▶ **Page extract**
*-*-*

The protocol warned participants to make sure they had enough bait to feed eagles because a small deer could disappear in a day. Knowing how many other creatures would use the bait, Troy and Paula decided to ask their farmer friends in the nearby valleys for cows that had died giving birth. As long as those cows had no antibiotics in their bodies and their heads were removed where the farmers had shot them, they received permission to use them as well as road-killed deer and, in one case, a dead calf.
On the seventh of January, Troy, Paula, and our son Dave drove a 700lb. dead cow in the back of their truck to the Far Field, staked it down, and set up a camera. That same day they took two deer and a dead calf, chained them together, and staked them down 40 feet into the top of First Field behind the spruce grove.
And then they waited. Paula faithfully checked her cameras and sent photos to me of a barred and great horned owl, crows, a bobcat, coyotes, a fisher, a red-tailed hawk, and raccoons at the bait both night and day but no golden eagles. As the weeks passed, she grew more and more frustrated.
Finally, on the seventh of February, she persuaded Troy to haul another dead cow up to the talus slope where, several years earlier, Miller had live-trapped a female golden eagle during fall migration. The rocks were icy, and they almost lost the frozen carcass off the deer sled on the steep hill.

*-*-*

[Part of a data file]
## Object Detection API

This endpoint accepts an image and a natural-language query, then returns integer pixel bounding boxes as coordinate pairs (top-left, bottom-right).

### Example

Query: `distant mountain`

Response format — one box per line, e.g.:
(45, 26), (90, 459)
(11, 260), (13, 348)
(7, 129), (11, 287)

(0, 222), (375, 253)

*-*-*

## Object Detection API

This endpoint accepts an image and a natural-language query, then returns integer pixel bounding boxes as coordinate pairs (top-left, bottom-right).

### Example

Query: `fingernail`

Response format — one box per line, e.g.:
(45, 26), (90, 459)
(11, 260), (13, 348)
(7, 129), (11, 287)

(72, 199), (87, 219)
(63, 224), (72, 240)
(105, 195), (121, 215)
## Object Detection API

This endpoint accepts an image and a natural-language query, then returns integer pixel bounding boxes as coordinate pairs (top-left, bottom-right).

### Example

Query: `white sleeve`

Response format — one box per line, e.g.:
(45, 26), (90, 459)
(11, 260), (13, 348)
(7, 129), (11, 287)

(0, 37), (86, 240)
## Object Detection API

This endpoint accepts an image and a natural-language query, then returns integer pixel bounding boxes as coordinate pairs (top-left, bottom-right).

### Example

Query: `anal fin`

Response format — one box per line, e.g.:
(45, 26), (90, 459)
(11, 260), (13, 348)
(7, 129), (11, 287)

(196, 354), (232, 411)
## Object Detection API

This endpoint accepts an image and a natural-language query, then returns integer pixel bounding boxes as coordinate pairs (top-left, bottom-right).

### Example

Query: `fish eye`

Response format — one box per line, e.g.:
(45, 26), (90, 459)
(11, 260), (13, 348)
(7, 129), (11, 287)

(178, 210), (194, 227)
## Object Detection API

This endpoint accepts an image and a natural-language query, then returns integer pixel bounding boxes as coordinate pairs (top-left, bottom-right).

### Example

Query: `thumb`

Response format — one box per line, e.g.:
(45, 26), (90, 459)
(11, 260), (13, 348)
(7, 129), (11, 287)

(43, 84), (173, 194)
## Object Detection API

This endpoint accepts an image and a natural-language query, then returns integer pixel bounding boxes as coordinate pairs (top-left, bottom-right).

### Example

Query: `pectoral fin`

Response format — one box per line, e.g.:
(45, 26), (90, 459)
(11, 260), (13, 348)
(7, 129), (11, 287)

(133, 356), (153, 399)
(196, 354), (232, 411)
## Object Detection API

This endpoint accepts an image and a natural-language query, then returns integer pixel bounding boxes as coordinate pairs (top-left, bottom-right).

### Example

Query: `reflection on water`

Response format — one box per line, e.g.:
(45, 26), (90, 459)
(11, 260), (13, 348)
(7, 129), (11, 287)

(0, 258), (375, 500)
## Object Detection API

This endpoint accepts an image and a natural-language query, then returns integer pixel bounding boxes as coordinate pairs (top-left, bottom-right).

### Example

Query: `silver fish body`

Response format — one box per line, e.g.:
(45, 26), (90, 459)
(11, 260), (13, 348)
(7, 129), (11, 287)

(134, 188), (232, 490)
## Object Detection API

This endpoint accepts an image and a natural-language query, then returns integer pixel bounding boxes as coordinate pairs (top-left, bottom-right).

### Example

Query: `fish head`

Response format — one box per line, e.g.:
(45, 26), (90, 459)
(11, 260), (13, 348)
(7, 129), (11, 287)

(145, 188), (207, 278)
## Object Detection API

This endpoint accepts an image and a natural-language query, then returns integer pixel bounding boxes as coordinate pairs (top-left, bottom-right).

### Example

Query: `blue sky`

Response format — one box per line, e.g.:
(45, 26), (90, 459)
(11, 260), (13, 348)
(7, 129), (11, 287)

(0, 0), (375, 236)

*-*-*

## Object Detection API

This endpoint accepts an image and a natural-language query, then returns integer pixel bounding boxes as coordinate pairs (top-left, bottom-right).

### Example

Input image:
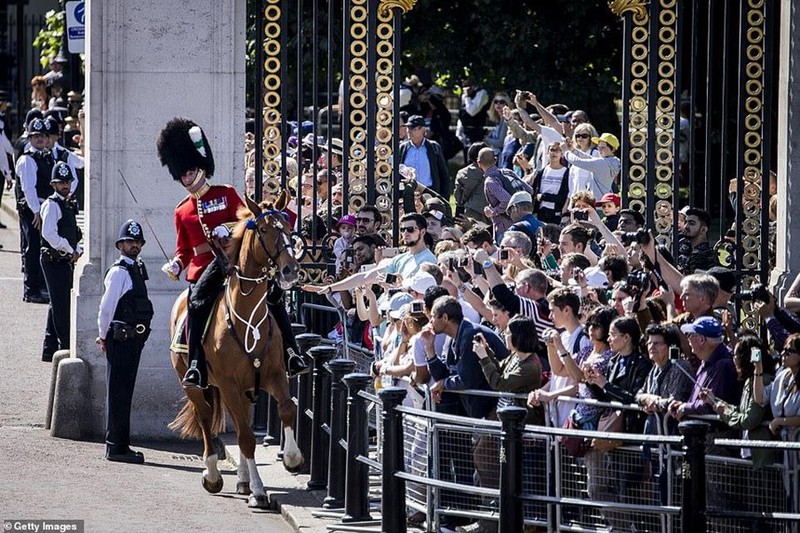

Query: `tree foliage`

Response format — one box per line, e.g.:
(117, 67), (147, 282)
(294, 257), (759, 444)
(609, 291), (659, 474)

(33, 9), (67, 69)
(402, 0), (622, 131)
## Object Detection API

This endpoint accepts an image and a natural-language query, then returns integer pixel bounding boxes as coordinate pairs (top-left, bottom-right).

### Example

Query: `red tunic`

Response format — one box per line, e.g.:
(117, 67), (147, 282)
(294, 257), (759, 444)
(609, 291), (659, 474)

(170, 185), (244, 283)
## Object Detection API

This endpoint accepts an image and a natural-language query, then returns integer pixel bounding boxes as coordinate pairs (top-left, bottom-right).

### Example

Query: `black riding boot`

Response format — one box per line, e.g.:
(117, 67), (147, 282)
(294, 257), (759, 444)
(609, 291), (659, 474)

*-*-*

▶ **The tasks**
A - Transcribe the passage about baiting for golden eagles word for word, from "Finally, on the" to "the steep hill.".
B - Go on with the passage about baiting for golden eagles, starting right after its final sentence.

▶ **Responses by task**
A -
Finally, on the seventh of February, she persuaded Troy to haul another dead cow up to the talus slope where, several years earlier, Miller had live-trapped a female golden eagle during fall migration. The rocks were icy, and they almost lost the frozen carcass off the deer sled on the steep hill.

B -
Paula was elated when she retrieved her photos and saw the talus slope golden eagle. But then she went up after 2:00 p.m. on Valentine’s Day to retrieve the most recent spruce grove photos. A big bird took off as she emerged from the spruces and approached the carcass. It was a golden eagle that had been on the bait from 12:00 p.m. until 2:00 when she disturbed it. The photos were much better than the one from the talus slope, and we wondered if it was the same bird. Even though the official study ended the next day, Paula decided to keep all the carcasses out with her cameras as long as possible. She also notified Miller, but she was unable to come and try to live trap the eagle until the following week.
Would the eagle stay around that long? On February 18 there were 198 more golden eagle photos on the spruce grove camera, but the last photos had been taken on February 17 and there were no more.
A week later, on February 27, I saw a large bird flap off the Far Field bait. I thought it was a golden eagle, and Paula later verified that it was and that it had been coming into the bait for four days. My last sighting of a golden eagle there was March 2, but by then golden eagle migration was in full swing. In fact, because it was such a warm winter, our golden eagles may have all been migrants and not wintering birds.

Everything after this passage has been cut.